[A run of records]
— START —

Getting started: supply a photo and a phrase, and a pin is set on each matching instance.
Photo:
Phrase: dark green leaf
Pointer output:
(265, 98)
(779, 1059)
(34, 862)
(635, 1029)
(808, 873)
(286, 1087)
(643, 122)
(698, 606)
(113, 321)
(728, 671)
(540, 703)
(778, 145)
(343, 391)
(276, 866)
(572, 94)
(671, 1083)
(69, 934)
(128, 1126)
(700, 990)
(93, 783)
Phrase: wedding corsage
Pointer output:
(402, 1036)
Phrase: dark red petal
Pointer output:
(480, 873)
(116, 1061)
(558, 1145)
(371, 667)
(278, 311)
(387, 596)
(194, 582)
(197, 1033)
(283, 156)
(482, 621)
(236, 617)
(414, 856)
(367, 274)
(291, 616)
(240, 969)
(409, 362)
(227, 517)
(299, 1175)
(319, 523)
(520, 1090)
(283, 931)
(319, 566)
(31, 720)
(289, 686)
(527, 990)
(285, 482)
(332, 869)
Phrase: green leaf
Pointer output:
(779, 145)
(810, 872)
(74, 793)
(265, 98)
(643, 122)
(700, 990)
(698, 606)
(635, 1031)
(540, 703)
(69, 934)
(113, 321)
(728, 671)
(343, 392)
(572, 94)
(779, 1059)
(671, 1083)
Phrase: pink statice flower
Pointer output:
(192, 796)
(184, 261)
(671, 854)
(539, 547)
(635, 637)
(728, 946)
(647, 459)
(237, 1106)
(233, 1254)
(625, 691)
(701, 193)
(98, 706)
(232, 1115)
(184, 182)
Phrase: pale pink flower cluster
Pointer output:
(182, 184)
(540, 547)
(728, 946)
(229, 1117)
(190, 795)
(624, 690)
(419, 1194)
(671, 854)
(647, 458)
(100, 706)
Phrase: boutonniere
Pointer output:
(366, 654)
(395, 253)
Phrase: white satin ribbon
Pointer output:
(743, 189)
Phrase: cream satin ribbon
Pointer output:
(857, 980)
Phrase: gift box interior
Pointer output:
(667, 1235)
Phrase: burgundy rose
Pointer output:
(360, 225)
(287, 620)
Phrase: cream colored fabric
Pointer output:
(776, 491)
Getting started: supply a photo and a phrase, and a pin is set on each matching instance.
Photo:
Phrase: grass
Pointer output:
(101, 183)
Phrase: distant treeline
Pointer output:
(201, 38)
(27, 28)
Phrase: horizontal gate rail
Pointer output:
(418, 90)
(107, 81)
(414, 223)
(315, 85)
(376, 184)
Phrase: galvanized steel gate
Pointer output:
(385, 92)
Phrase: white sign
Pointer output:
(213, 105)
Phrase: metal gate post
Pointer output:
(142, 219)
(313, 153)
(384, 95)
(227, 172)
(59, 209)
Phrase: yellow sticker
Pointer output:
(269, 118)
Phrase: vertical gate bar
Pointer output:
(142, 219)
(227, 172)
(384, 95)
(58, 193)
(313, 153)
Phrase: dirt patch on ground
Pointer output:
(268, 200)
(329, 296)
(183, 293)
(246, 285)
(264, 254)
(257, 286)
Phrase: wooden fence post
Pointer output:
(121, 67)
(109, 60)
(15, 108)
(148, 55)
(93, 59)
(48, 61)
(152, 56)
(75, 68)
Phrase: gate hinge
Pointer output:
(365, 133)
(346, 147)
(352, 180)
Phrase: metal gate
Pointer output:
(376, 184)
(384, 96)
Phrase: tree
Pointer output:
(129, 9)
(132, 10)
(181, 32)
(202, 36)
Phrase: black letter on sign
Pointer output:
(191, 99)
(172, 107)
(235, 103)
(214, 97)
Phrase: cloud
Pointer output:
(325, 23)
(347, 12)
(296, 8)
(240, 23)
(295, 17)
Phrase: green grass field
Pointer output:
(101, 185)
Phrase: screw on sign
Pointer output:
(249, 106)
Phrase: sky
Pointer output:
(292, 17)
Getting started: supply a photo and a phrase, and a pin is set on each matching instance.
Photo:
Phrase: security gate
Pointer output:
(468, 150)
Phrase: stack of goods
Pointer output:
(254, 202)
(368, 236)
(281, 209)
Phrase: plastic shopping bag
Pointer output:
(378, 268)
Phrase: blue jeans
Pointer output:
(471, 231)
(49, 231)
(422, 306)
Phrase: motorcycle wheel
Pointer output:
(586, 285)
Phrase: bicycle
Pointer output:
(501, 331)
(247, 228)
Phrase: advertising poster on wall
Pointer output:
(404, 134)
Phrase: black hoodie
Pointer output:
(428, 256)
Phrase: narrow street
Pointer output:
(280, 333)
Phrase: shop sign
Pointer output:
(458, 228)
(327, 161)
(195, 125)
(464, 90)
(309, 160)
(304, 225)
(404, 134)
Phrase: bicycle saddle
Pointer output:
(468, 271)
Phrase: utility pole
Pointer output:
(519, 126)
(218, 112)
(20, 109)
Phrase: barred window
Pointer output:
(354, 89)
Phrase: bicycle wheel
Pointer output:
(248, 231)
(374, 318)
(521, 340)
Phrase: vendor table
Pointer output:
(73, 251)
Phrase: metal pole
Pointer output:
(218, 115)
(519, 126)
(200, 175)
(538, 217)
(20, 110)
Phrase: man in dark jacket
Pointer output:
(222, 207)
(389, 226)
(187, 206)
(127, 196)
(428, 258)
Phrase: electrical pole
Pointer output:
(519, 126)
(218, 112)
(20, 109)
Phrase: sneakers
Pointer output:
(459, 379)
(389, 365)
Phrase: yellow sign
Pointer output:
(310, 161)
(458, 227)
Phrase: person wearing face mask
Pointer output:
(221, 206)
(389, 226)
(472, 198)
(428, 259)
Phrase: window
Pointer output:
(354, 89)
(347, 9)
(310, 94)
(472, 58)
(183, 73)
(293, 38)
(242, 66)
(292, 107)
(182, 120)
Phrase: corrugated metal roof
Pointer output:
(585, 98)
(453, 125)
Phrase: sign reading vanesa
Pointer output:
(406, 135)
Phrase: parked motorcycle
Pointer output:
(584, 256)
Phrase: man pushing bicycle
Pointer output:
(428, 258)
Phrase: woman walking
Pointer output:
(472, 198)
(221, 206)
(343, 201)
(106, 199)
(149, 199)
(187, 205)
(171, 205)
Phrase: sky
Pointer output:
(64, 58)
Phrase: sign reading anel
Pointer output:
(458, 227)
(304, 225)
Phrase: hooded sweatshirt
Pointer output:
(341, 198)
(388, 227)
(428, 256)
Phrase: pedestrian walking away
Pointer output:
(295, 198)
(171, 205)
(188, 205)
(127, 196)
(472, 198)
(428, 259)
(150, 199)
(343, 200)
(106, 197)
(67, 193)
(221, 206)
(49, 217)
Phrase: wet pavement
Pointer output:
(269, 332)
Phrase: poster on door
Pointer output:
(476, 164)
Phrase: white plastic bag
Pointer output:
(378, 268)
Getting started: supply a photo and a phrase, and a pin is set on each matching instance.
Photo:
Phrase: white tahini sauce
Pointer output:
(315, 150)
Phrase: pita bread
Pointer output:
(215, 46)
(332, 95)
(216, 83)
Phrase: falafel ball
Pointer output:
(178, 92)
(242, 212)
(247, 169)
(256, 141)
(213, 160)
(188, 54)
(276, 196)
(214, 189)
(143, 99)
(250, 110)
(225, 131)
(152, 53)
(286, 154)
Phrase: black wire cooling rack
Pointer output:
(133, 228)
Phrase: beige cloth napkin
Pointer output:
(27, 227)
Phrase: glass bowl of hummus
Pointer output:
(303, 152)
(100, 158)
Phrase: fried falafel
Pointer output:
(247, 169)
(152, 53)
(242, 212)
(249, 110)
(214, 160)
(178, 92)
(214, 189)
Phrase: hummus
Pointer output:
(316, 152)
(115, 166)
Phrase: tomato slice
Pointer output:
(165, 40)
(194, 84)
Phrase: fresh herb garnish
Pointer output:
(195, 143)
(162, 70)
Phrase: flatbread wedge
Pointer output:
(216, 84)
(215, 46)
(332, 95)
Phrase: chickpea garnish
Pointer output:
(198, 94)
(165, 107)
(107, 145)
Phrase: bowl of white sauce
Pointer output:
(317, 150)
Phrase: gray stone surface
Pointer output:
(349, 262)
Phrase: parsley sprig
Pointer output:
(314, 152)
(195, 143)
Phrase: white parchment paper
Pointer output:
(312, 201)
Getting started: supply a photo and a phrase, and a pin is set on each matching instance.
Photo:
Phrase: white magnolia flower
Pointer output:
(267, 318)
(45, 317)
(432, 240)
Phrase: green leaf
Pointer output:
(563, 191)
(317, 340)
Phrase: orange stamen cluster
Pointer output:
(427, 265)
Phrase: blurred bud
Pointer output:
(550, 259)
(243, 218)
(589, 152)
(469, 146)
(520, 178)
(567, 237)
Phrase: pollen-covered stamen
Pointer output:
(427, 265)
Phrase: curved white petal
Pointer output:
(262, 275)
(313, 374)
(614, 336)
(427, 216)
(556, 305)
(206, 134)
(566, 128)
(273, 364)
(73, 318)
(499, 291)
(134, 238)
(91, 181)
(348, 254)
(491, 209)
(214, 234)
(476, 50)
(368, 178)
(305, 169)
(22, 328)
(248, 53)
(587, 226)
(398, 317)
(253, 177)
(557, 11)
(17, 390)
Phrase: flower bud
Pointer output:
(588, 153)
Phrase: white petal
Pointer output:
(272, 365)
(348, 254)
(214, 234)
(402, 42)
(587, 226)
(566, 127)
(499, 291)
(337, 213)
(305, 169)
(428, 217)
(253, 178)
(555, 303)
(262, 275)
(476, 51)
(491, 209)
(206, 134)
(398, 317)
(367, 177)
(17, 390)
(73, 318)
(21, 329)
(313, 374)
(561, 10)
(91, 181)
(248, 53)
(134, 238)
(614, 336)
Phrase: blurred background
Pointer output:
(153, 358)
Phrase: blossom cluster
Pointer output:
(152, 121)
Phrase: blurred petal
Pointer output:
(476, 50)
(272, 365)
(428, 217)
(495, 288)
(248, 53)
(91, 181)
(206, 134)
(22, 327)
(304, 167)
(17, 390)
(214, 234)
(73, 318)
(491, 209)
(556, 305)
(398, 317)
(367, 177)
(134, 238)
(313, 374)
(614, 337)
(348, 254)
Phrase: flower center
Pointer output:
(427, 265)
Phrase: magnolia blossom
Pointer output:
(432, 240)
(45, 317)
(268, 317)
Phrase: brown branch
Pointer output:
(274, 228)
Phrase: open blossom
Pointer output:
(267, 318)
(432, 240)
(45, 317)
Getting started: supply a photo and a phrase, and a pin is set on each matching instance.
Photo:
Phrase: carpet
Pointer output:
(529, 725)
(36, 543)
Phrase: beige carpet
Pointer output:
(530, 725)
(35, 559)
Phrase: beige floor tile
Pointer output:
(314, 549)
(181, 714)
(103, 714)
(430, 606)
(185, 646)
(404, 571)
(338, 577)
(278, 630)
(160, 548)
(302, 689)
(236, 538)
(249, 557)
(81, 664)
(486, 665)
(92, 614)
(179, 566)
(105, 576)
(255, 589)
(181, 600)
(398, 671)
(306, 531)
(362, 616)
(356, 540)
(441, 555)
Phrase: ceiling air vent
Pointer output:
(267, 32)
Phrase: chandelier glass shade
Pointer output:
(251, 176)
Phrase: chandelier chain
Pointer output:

— END —

* AIM
Output the lines above as a JSON list of strings, one string per line and no blank lines, starting at the line that contains "Phrase: open blossom" and ending with the last line of the records. Include both of those lines and nothing outside that span.

* RESPONSE TO THE TASK
[
  "Phrase: open blossom",
  "Pointer output:",
  "(267, 318)",
  "(432, 240)",
  "(45, 317)",
  "Getting started: supply a photo and a phrase, and a pin is set on each matching instance.",
  "Photo:",
  "Phrase: carpet",
  "Pointer output:",
  "(529, 725)",
  "(36, 543)",
  "Phrase: beige carpet",
  "Pointer output:",
  "(530, 725)",
  "(35, 559)",
  "Phrase: beige floor tile",
  "Pointer output:",
  "(314, 549)",
  "(181, 714)",
  "(103, 714)",
  "(430, 606)",
  "(185, 646)",
  "(404, 571)",
  "(338, 577)",
  "(278, 630)",
  "(160, 548)",
  "(302, 689)",
  "(236, 538)",
  "(249, 557)",
  "(81, 664)",
  "(486, 665)",
  "(92, 614)",
  "(179, 566)",
  "(105, 576)",
  "(255, 589)",
  "(181, 600)",
  "(398, 671)",
  "(306, 531)",
  "(362, 616)",
  "(356, 540)",
  "(441, 555)",
  "Phrase: ceiling air vent",
  "Pointer output:",
  "(267, 32)",
  "Phrase: chandelier glass shade",
  "Pointer output:",
  "(251, 176)",
  "Phrase: chandelier chain",
  "Pointer output:"
]